Include in the output the line containing "point per instance: city" and each subsequent line of the records, through the end, transcribed exactly. Add nothing else.

* START Provided information *

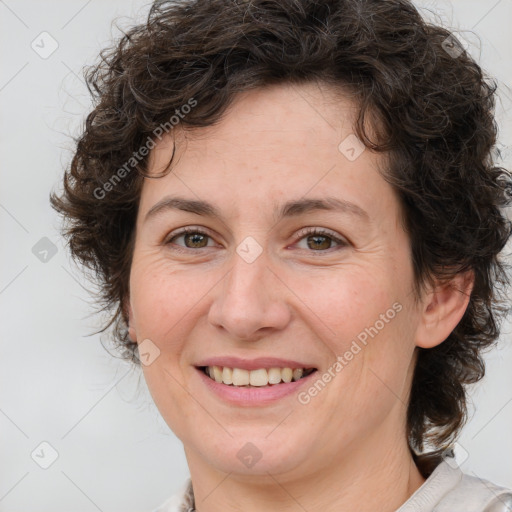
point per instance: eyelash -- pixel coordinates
(303, 233)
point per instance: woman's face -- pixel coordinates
(256, 282)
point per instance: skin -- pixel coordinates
(347, 448)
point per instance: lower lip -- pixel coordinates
(253, 396)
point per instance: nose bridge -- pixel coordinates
(249, 299)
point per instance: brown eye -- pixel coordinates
(192, 239)
(320, 240)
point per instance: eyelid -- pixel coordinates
(311, 230)
(302, 233)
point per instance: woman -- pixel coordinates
(293, 212)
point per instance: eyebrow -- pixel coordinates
(289, 209)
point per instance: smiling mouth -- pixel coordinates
(260, 378)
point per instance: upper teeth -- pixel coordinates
(260, 377)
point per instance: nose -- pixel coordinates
(251, 300)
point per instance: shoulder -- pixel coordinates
(474, 494)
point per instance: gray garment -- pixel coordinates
(447, 489)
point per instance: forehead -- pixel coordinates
(271, 145)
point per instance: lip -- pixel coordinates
(253, 397)
(253, 364)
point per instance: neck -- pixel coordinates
(375, 475)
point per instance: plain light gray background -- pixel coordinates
(59, 386)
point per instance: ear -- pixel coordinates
(128, 314)
(443, 307)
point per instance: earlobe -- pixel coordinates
(444, 306)
(130, 321)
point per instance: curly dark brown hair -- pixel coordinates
(435, 111)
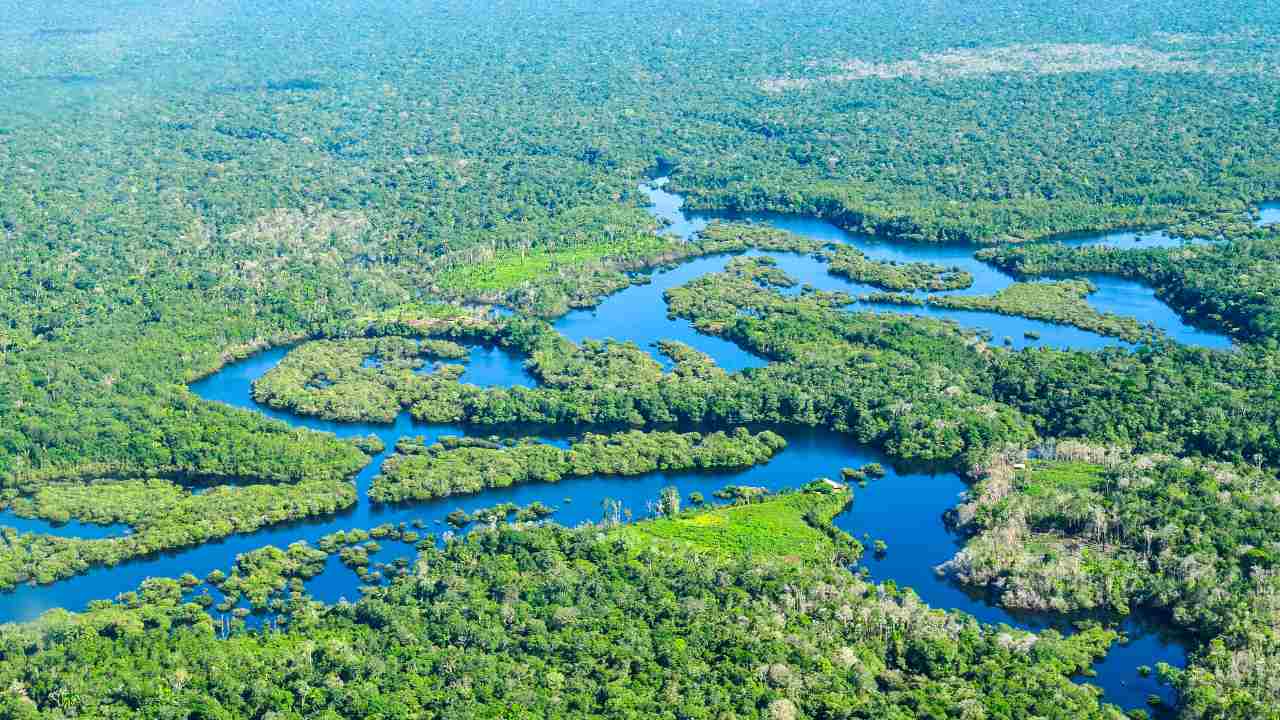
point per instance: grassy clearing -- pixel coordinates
(1045, 477)
(792, 527)
(508, 269)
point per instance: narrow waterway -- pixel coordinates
(904, 509)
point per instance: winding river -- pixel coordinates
(904, 509)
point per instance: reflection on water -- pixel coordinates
(1114, 295)
(904, 509)
(1269, 214)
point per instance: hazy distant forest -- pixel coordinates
(186, 183)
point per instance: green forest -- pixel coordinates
(384, 187)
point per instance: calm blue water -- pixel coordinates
(905, 509)
(1269, 213)
(1114, 295)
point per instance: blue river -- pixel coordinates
(905, 509)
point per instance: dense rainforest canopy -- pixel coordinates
(186, 185)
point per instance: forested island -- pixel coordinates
(451, 359)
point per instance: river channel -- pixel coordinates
(905, 509)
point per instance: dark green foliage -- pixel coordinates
(467, 468)
(1233, 286)
(536, 621)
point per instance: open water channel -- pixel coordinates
(905, 509)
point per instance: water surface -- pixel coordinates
(905, 509)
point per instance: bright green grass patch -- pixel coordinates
(1043, 475)
(794, 527)
(512, 268)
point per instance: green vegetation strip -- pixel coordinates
(460, 466)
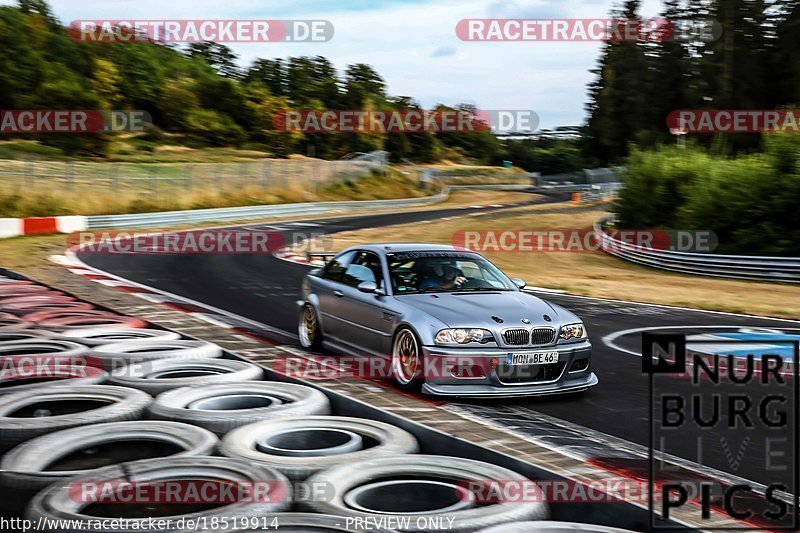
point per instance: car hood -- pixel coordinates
(477, 309)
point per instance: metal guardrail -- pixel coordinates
(763, 268)
(225, 214)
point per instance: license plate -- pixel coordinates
(536, 358)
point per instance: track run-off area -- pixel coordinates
(608, 422)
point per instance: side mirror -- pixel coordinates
(519, 283)
(368, 287)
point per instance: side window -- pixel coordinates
(365, 267)
(337, 266)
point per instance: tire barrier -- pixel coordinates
(58, 501)
(24, 415)
(14, 335)
(100, 336)
(68, 428)
(115, 356)
(31, 363)
(8, 290)
(9, 321)
(40, 347)
(546, 526)
(427, 486)
(37, 299)
(301, 523)
(24, 308)
(53, 295)
(162, 375)
(300, 447)
(223, 407)
(65, 319)
(51, 377)
(39, 462)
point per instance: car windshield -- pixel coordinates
(415, 272)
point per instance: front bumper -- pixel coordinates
(481, 372)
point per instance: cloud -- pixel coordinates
(444, 51)
(405, 41)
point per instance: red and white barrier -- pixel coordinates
(15, 227)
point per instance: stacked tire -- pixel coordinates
(153, 409)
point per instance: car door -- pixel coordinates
(361, 313)
(330, 290)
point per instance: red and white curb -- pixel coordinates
(17, 227)
(207, 313)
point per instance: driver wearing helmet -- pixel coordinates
(444, 276)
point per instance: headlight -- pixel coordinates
(572, 331)
(464, 336)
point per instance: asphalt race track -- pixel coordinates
(265, 288)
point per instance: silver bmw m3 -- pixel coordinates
(445, 321)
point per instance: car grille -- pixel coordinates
(518, 374)
(542, 335)
(523, 337)
(516, 337)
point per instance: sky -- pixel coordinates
(413, 45)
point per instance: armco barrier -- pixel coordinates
(14, 227)
(763, 268)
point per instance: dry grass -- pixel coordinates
(30, 254)
(593, 274)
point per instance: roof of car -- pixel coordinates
(391, 247)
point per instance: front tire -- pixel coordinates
(408, 362)
(308, 329)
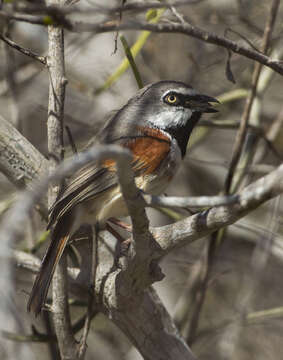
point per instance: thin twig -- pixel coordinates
(93, 242)
(186, 29)
(33, 55)
(240, 138)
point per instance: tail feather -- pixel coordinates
(51, 258)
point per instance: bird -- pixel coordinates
(155, 125)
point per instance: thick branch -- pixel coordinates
(204, 223)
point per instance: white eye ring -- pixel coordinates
(171, 99)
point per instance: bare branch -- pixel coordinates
(239, 142)
(20, 161)
(24, 51)
(204, 223)
(185, 29)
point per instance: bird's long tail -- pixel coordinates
(51, 258)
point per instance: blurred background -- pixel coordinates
(225, 291)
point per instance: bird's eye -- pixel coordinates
(171, 99)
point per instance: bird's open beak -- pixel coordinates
(202, 103)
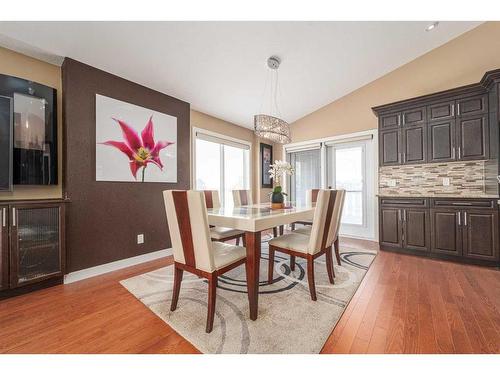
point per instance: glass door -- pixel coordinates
(347, 169)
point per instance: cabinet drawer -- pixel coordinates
(404, 202)
(464, 203)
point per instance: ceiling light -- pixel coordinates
(271, 126)
(432, 26)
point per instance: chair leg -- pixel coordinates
(329, 265)
(337, 251)
(177, 287)
(310, 277)
(270, 269)
(212, 293)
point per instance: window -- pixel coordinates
(221, 164)
(307, 173)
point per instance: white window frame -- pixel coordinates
(351, 137)
(196, 130)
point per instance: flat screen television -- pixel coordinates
(32, 120)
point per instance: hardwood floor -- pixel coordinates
(405, 304)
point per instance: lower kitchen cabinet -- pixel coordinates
(480, 234)
(460, 229)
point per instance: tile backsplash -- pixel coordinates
(465, 179)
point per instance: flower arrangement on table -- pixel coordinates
(278, 171)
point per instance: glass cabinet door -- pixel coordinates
(4, 247)
(36, 243)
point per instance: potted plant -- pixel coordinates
(277, 171)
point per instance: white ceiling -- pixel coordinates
(220, 67)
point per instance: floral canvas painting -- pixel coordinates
(133, 143)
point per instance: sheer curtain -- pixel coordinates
(221, 164)
(307, 165)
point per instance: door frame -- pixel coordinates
(373, 164)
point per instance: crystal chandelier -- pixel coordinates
(268, 126)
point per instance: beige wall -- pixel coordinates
(204, 121)
(461, 61)
(15, 64)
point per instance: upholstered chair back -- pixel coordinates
(242, 198)
(212, 198)
(323, 228)
(312, 196)
(188, 225)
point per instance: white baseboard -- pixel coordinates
(113, 266)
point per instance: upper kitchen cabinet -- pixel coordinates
(452, 125)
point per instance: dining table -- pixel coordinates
(253, 219)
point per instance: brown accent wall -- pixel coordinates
(461, 61)
(22, 66)
(104, 218)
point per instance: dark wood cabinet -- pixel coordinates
(472, 137)
(473, 105)
(446, 234)
(33, 245)
(480, 234)
(404, 224)
(441, 141)
(4, 248)
(441, 111)
(391, 120)
(414, 116)
(416, 232)
(460, 229)
(390, 227)
(414, 144)
(390, 147)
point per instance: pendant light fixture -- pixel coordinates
(271, 126)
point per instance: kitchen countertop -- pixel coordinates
(484, 196)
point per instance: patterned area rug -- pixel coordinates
(289, 321)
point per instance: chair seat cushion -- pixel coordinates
(225, 254)
(304, 230)
(218, 233)
(292, 241)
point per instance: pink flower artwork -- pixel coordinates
(140, 150)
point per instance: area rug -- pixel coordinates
(289, 321)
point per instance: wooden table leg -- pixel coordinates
(252, 270)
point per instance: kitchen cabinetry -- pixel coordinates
(461, 229)
(438, 130)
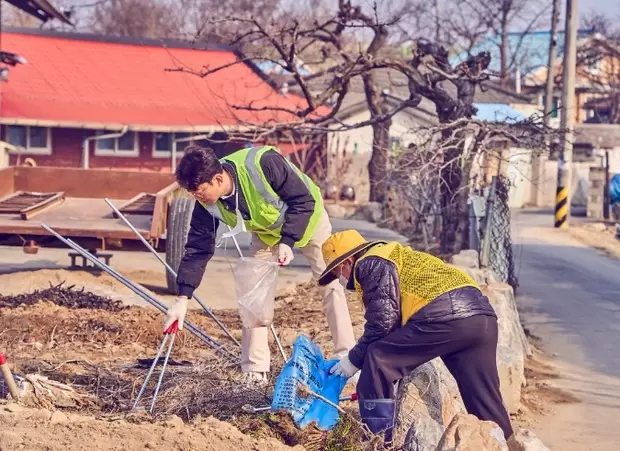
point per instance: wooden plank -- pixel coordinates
(160, 212)
(44, 205)
(7, 181)
(129, 202)
(11, 196)
(90, 183)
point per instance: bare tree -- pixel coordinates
(467, 22)
(429, 74)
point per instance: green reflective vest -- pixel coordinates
(266, 209)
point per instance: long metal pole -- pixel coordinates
(538, 159)
(273, 330)
(139, 291)
(172, 271)
(562, 201)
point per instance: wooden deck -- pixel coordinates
(78, 218)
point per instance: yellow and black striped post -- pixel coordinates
(561, 207)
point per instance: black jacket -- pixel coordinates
(381, 287)
(200, 245)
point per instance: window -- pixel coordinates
(30, 140)
(555, 105)
(163, 142)
(123, 146)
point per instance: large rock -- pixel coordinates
(423, 435)
(525, 440)
(336, 211)
(511, 369)
(511, 332)
(513, 346)
(373, 212)
(466, 259)
(428, 399)
(482, 276)
(467, 433)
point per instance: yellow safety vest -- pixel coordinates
(422, 277)
(267, 210)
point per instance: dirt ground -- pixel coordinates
(102, 348)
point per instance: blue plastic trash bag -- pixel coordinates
(614, 189)
(308, 368)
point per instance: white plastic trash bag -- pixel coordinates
(255, 283)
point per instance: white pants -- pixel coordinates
(255, 355)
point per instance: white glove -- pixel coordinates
(285, 254)
(177, 312)
(344, 368)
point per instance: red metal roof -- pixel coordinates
(77, 81)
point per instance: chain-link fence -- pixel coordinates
(490, 217)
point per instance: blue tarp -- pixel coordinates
(308, 368)
(498, 112)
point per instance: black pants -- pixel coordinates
(468, 348)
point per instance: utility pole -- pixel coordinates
(538, 159)
(565, 160)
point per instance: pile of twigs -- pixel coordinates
(64, 297)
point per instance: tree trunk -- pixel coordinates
(503, 56)
(451, 181)
(377, 166)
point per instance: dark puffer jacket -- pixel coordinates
(379, 280)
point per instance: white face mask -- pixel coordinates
(240, 226)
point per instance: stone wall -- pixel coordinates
(430, 410)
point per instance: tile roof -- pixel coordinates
(74, 80)
(531, 49)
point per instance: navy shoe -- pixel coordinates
(378, 416)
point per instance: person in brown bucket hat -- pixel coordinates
(417, 308)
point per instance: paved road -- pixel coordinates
(574, 289)
(569, 296)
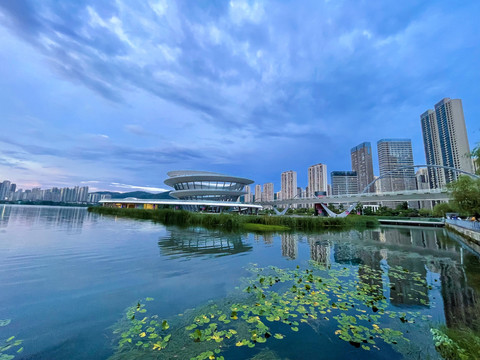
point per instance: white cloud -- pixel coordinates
(241, 11)
(136, 187)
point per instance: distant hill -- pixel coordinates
(136, 194)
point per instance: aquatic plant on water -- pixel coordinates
(274, 303)
(235, 222)
(11, 346)
(456, 344)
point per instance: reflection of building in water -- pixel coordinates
(347, 253)
(460, 301)
(289, 245)
(201, 242)
(69, 218)
(4, 215)
(268, 238)
(406, 290)
(320, 250)
(432, 239)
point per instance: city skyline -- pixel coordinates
(113, 95)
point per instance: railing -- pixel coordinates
(472, 225)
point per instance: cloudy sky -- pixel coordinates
(114, 94)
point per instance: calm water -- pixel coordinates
(67, 276)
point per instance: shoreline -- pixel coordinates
(239, 222)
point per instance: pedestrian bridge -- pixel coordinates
(405, 195)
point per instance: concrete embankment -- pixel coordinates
(469, 233)
(412, 222)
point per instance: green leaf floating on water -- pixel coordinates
(299, 298)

* END Provided information *

Problem solution:
point per instance: city skyline -- pixel coordinates
(113, 95)
point per instance: railing -- pixel coordinates
(472, 225)
point per instance: cloudy sky -- pixel coordinates
(114, 94)
point per instance: calm water -- pixel coordinates
(67, 276)
point per instance: shoreline -- pixel coordinates
(239, 222)
point per instance: pedestrian bridge -- pixel coordinates
(405, 195)
point per instance: concrete embankment -- pixel coordinates
(469, 233)
(412, 222)
point per instance: green leaf floating on water -- pixel coordinates
(299, 298)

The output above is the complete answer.